◆ Instructions to follow: Locate each line in the records below that contains the string "Query", and copy those lines out. Match letter case exactly.

◆ Given data:

[Begin]

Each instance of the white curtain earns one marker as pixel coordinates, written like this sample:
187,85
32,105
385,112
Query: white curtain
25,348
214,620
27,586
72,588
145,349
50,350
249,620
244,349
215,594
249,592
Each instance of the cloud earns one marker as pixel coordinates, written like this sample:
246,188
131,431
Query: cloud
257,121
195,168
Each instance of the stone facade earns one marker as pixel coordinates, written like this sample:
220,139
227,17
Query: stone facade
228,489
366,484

[End]
[Begin]

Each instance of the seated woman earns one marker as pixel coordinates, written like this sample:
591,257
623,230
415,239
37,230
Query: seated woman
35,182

[End]

◆ Response:
Query: white curtain
Query: cloud
Query: stone facade
Query: seated woman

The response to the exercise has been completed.